* _STATED TASK_
Reproduce each of the following records verbatim, preserving every line without alteration.

────

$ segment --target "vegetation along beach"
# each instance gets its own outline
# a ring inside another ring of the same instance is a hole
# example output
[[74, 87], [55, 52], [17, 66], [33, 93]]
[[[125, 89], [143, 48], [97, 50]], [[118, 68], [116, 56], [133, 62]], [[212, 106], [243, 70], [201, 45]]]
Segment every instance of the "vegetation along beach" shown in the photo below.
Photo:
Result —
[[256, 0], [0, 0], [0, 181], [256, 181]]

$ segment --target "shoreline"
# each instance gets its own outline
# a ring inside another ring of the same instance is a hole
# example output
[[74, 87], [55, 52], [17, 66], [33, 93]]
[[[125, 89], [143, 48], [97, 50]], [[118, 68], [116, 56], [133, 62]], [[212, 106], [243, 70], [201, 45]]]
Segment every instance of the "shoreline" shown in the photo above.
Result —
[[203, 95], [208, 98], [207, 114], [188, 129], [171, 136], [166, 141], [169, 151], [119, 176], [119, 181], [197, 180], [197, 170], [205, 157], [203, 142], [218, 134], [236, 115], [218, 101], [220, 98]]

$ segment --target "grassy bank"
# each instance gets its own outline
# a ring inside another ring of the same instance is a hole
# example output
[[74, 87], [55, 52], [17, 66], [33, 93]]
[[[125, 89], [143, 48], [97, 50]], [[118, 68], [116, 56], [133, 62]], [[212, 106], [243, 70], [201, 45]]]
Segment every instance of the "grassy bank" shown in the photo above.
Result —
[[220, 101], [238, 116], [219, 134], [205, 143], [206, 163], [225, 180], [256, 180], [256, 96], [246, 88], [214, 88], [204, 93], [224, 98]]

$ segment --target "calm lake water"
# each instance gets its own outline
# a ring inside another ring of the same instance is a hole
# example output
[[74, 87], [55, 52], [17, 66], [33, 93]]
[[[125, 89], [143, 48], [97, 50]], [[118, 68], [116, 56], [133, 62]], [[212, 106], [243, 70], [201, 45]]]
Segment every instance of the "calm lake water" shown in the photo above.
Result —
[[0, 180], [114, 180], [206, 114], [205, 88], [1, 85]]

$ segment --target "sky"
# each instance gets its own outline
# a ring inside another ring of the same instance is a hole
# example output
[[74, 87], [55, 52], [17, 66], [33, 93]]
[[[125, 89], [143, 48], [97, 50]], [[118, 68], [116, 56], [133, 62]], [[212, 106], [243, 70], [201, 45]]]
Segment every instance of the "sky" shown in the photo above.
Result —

────

* _REPLY_
$ segment --target "vegetation along beach"
# each instance gets its own outline
# a ring inside another ring of the same instance is a hole
# example output
[[74, 87], [55, 52], [17, 66], [33, 93]]
[[[125, 89], [143, 48], [97, 50]], [[118, 68], [116, 56], [133, 62]], [[212, 106], [243, 70], [201, 45]]]
Segment every instance of the "vegetation along beach" shown in the photo below.
Photo:
Result —
[[256, 0], [0, 0], [0, 181], [256, 181]]

$ segment --target "shoreline"
# each instance gets its own outline
# a ring inside another ring of the same instance is a hole
# example output
[[74, 87], [55, 52], [17, 66], [33, 93]]
[[[125, 89], [143, 48], [97, 50]], [[118, 68], [116, 56], [133, 62]], [[212, 106], [243, 70], [201, 45]]]
Segment every instance of the "shoreline" shown in the photo above.
Result —
[[203, 95], [208, 98], [207, 114], [188, 129], [171, 136], [166, 141], [169, 151], [119, 176], [119, 181], [197, 180], [197, 170], [205, 157], [203, 142], [218, 134], [236, 115], [218, 101], [220, 98]]

$ segment --target "grassy bank"
# each instance gets its own outline
# a ring inside another ring of the same instance is a hole
# example output
[[74, 87], [55, 52], [17, 66], [33, 93]]
[[[125, 89], [143, 48], [97, 50]], [[118, 68], [116, 56], [133, 62]], [[212, 106], [243, 70], [201, 45]]]
Segment every instance of the "grassy bank" shown in the photo above.
Result —
[[220, 101], [238, 116], [219, 134], [205, 143], [206, 163], [225, 180], [256, 180], [256, 96], [246, 88], [214, 88], [204, 93], [224, 98]]

$ segment --target "calm lake water"
# each instance gets its own outline
# a ring inside another ring of the same instance is a hole
# example output
[[74, 87], [55, 52], [17, 66], [33, 93]]
[[[125, 89], [143, 48], [97, 50]], [[118, 68], [116, 56], [133, 62]], [[212, 106], [243, 70], [201, 45]]]
Segment every instance of the "calm lake water" shown in the photo above.
Result —
[[0, 180], [114, 180], [206, 114], [205, 88], [1, 85]]

$ segment --target "sky"
# each instance gets its own outline
# a ring inside another ring of the same instance is a hole
# example output
[[74, 87], [55, 52], [17, 66], [33, 93]]
[[[125, 89], [143, 48], [97, 50]], [[118, 68], [116, 56], [133, 62]], [[212, 106], [243, 70], [201, 45]]]
Segment every instance of the "sky" shown in the photo above.
Result —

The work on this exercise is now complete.